--- LISTED ENTRIES Enclosed Below ---

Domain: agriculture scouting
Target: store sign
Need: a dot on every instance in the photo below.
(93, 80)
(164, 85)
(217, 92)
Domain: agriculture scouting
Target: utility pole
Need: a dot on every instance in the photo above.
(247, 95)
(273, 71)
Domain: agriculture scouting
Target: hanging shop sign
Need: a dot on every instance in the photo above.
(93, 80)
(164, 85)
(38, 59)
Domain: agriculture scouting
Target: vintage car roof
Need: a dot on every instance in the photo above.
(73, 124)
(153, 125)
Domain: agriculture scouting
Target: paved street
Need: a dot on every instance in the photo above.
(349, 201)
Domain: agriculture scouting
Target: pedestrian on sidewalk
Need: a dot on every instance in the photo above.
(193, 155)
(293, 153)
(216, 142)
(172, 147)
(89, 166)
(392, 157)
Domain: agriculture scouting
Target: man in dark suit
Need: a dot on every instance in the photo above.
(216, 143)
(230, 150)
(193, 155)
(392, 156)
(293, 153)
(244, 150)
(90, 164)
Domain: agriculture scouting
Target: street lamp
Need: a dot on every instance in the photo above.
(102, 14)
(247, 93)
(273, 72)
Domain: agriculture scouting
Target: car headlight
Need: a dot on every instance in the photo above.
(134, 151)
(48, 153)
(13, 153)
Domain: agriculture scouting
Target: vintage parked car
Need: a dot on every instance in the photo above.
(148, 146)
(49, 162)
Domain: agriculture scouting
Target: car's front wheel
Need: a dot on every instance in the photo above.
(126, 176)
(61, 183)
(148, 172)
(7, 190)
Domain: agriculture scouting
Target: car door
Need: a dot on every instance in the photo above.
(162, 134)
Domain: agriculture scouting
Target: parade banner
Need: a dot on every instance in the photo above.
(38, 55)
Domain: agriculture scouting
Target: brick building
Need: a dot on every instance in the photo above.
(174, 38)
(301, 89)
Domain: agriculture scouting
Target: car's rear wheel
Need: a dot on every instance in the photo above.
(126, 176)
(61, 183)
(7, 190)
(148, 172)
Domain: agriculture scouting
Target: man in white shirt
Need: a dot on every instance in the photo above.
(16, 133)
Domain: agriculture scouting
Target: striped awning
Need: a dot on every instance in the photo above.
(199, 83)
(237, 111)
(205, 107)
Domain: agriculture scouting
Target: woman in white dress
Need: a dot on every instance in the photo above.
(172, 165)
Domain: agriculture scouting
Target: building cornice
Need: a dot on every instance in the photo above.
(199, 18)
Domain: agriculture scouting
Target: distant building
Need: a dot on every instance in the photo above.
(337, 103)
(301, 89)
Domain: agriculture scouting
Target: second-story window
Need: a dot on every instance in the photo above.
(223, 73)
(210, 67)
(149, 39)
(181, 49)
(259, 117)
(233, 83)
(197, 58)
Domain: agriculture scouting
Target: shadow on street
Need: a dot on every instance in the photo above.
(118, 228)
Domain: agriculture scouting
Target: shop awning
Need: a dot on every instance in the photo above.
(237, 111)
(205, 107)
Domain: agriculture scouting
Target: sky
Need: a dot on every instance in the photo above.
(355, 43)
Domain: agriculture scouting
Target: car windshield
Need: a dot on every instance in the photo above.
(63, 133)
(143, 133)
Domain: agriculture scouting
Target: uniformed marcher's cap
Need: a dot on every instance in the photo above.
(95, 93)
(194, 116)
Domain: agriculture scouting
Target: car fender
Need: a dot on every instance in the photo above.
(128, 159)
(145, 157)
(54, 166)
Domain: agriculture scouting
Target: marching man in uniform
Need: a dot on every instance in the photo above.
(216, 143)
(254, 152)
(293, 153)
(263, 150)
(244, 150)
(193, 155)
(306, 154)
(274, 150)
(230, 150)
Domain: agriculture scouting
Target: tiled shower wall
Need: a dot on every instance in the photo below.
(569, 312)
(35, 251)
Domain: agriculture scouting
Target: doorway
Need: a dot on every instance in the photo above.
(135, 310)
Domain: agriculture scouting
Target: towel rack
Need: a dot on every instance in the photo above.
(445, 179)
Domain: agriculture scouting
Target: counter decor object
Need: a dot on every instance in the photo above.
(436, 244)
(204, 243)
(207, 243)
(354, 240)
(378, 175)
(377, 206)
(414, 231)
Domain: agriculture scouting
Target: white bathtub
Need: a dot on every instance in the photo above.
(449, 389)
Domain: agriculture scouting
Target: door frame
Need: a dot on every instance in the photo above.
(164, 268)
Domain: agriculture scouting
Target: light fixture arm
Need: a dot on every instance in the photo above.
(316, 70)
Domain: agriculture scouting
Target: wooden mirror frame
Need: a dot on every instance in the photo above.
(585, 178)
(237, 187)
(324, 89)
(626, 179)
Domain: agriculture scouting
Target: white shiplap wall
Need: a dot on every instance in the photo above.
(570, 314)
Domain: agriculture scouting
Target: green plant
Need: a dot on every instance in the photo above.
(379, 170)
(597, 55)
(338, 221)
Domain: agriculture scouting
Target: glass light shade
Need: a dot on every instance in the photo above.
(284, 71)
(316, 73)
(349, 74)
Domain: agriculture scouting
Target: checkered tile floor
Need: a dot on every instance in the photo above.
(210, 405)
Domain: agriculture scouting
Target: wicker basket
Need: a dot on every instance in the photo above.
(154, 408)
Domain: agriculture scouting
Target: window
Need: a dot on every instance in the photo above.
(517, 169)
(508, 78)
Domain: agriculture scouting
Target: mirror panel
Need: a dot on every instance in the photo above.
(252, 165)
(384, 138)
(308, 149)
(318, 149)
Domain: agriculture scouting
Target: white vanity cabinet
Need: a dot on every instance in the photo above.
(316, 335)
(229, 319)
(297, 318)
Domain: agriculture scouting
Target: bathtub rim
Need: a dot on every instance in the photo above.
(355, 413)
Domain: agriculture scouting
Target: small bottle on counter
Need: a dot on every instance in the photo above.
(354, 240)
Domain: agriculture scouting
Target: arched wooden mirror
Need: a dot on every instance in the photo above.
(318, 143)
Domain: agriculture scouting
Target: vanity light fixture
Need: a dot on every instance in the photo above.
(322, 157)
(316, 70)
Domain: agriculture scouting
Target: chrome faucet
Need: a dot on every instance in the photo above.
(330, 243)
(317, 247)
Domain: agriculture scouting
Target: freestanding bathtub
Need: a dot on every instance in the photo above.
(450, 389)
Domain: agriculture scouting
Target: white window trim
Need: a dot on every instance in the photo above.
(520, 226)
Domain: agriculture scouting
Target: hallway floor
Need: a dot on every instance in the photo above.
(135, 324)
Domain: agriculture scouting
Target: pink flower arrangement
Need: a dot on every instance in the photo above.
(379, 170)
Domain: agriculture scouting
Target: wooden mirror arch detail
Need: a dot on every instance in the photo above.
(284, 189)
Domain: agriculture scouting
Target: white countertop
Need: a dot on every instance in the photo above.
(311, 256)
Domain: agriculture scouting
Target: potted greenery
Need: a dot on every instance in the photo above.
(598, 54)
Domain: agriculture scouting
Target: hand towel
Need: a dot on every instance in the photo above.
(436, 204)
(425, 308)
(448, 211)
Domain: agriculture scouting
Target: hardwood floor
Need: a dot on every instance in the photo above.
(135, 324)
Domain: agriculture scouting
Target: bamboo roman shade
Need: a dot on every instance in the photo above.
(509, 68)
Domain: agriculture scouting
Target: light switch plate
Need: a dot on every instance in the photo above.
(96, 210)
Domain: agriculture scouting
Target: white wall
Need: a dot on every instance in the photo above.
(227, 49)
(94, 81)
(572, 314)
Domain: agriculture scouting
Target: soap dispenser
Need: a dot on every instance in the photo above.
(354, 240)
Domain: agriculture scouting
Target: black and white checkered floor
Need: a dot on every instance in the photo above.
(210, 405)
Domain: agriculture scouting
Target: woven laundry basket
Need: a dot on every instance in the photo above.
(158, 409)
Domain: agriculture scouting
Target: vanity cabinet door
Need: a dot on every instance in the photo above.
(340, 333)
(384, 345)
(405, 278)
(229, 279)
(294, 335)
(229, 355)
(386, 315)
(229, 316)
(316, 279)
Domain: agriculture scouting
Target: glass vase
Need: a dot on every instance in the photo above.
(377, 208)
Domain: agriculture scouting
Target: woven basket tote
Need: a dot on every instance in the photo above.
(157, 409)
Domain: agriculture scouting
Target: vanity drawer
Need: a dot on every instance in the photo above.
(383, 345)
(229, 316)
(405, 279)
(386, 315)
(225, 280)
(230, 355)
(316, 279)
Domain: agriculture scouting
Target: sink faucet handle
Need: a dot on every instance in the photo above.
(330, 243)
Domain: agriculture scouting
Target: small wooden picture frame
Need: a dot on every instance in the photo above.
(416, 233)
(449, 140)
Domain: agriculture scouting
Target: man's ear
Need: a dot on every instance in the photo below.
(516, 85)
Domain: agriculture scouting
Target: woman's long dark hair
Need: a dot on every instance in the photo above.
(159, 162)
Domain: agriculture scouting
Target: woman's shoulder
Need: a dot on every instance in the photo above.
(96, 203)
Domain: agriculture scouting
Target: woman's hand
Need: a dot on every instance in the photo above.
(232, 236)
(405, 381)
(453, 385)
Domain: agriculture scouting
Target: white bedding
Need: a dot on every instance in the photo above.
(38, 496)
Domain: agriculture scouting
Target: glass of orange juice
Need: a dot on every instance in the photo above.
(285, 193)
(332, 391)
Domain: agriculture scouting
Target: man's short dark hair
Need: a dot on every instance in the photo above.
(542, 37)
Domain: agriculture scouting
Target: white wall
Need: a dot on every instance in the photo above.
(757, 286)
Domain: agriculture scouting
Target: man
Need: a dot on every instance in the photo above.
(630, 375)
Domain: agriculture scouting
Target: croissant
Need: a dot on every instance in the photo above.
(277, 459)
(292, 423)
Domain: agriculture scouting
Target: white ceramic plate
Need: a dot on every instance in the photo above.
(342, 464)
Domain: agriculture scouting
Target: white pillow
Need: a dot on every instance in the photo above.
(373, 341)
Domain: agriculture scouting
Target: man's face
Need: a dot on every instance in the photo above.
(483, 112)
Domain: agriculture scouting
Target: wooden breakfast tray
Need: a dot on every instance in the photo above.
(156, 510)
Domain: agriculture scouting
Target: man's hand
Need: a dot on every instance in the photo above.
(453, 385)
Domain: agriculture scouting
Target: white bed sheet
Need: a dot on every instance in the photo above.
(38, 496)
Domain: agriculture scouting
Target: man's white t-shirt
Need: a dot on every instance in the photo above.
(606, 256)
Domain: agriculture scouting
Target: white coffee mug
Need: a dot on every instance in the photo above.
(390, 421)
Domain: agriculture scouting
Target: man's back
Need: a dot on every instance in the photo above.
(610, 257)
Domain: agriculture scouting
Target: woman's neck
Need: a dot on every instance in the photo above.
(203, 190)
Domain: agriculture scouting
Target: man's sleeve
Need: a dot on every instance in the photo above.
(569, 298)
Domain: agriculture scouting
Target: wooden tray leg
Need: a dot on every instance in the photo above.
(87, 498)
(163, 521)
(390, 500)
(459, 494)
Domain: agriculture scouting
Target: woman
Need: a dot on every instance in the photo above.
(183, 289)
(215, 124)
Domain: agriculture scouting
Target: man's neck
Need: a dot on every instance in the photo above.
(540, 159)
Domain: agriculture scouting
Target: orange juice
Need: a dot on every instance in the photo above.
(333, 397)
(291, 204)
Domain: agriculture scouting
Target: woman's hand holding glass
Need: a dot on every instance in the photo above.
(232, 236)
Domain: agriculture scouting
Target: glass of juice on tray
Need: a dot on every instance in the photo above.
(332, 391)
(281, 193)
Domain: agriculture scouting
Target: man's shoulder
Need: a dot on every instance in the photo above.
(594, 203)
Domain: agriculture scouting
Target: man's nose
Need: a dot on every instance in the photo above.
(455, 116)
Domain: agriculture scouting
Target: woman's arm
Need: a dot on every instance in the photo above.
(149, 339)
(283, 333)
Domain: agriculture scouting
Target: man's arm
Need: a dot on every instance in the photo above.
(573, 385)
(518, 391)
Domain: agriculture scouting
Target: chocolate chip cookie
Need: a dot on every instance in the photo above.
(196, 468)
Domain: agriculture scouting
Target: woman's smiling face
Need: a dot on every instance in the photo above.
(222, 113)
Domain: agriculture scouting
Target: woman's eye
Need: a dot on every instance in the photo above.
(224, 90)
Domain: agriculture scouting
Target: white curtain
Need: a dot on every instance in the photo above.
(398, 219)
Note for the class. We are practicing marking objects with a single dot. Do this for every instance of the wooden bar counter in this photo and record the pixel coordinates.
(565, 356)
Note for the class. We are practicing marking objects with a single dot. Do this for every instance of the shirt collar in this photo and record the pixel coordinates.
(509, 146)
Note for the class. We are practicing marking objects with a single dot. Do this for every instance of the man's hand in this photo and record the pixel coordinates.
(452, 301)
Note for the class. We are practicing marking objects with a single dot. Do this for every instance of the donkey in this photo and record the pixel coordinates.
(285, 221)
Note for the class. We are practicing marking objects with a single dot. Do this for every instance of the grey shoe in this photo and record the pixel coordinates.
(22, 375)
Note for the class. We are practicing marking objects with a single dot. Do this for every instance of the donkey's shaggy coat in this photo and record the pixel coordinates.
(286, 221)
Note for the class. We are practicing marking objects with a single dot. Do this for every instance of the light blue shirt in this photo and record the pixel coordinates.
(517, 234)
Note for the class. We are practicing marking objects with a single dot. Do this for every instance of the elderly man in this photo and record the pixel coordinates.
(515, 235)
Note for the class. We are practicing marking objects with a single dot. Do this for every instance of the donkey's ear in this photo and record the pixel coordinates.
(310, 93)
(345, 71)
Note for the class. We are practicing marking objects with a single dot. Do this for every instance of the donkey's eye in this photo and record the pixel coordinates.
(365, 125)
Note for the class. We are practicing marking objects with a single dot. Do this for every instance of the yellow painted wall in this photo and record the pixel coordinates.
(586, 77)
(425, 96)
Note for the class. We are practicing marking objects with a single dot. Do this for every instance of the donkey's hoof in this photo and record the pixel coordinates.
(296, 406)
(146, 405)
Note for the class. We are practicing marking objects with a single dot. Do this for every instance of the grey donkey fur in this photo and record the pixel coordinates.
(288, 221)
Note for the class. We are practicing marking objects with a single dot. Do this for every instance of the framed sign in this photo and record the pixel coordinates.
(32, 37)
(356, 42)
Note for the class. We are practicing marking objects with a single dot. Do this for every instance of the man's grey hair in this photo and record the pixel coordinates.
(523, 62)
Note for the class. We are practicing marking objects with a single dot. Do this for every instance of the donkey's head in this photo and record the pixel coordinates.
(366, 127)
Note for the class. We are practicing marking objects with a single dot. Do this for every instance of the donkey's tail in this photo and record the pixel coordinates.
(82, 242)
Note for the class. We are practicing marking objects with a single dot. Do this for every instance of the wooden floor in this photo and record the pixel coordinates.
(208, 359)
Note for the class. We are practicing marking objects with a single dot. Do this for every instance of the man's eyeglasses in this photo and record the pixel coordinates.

--- End of Enclosed LISTED ENTRIES ---

Retype only the lines above between the line with "Target: car's rear wheel" and the line with "Target: car windshield", counting those two lines as well, and keep every character as it is.

> **EXERCISE RESULT**:
Target: car's rear wheel
Need: a dot on every instance in the photo above.
(126, 176)
(61, 183)
(7, 190)
(148, 172)
Domain: agriculture scouting
Target: man in white shirt
Need: a dot on every instance in the photo above.
(16, 133)
Domain: agriculture scouting
Target: striped awning
Need: a dot on every instance in the photo above.
(199, 83)
(237, 111)
(205, 107)
Domain: agriculture scouting
Target: woman in white dress
Need: a dot on every instance in the photo above.
(172, 165)
Domain: agriculture scouting
Target: building cornice
Need: a dot on every instance in the photo above.
(199, 18)
Domain: agriculture scouting
Target: distant building
Need: a dot on every instance in the photo above.
(337, 103)
(301, 89)
Domain: agriculture scouting
Target: second-story window
Need: a dot on every instance in the photo above.
(223, 73)
(210, 67)
(149, 39)
(181, 49)
(259, 117)
(233, 83)
(197, 58)
Domain: agriculture scouting
Target: shadow on street
Need: a dot on every instance in the photo above.
(118, 228)
Domain: agriculture scouting
Target: shop awning
Need: a dot on every instance in the photo above.
(237, 111)
(205, 107)
Domain: agriculture scouting
Target: sky
Need: a dot on every instance in the photo above.
(355, 43)
Domain: agriculture scouting
Target: car windshield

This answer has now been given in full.